>> start DOCUMENT TEXT
Brr-evisc-tuple
Determines partial suppression of output from brr-commands
See evisc-tuple for relevant background on ``evisceration'':
eliding of subexpressions during printing. Also see break-rewrite for
background on the break-rewrite loop.
General Form:
(brr-evisc-tuple state)
The value of this function is used as the evisceration tuple by brr-commands. The value can be changed with set-brr-evisc-tuple or
the more general set-evisc-tuple.
A special value, :default, is legal for this evisc-tuple, and is its
initial value. In that case the actual evisc-tuple used during output from
brr-commands — which we call the effective value of the
brr-evisc-tuple — is the value of the evisc-tuple for terms. See
set-evisc-tuple, in particular, the discussion of the :term site
for setting evisc-tuples.
Think of brr-evisc-tuple as a true global variable, not a locally
bound variable of break-rewrite. In particular, if you set the
brr-evisc-tuple inside a break-rewrite interactive break and eventually
exit that break — either to enter a deeper break or return to a
shallower break or to the ACL2 top-level — the brr-evisc-tuple will
retain its chronologically most recent setting.
>> end DOCUMENT TEXT
*EXERCISE REQUIREMENTS*:
1. Condense the paragraph of the brr-evisc-tuple documentation that begins "A special value, :default," into a short bulleted list of its main facts.
2. From the brr-evisc-tuple documentation, extract the passage starting at "The value of this" and ending at "more general set-evisc-tuple.".
3. According to the brr-evisc-tuple documentation, which functions can change the value of brr-evisc-tuple?
>> start DATASET RECORDS
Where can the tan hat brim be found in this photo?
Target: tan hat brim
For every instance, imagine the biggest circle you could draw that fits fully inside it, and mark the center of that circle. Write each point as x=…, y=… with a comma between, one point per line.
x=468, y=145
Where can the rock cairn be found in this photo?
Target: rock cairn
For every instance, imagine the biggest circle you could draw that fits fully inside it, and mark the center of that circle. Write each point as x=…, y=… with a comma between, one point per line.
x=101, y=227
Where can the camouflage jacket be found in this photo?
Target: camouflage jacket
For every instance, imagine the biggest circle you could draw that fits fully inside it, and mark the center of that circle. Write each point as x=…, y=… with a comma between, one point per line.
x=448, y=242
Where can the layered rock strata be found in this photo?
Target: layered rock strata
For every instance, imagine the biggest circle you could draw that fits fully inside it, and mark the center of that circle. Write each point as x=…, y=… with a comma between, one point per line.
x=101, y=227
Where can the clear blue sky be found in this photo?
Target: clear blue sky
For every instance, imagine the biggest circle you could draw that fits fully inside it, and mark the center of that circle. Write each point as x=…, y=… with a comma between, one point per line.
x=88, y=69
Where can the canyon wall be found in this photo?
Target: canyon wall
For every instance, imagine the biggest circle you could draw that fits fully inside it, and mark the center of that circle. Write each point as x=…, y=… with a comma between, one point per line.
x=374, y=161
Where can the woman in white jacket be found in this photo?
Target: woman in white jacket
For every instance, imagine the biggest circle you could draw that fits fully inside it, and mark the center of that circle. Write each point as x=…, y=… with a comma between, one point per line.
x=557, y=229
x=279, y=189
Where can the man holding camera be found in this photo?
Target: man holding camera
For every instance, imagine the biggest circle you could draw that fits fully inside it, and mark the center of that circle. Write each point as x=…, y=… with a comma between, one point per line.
>> end DATASET RECORDS
*SOLVED PROBLEMS*:
1.
- :default is a legal special value for brr-evisc-tuple and is its initial value.
- With :default, the evisc-tuple actually used for brr-command output (the effective value of brr-evisc-tuple) is the evisc-tuple for terms.
- For setting evisc-tuples, see set-evisc-tuple, especially its discussion of the :term site.

2.
The value of this function is used as the evisceration tuple by brr-commands. The value can be changed with set-brr-evisc-tuple or
the more general set-evisc-tuple.

3. set-brr-evisc-tuple or the more general set-evisc-tuple.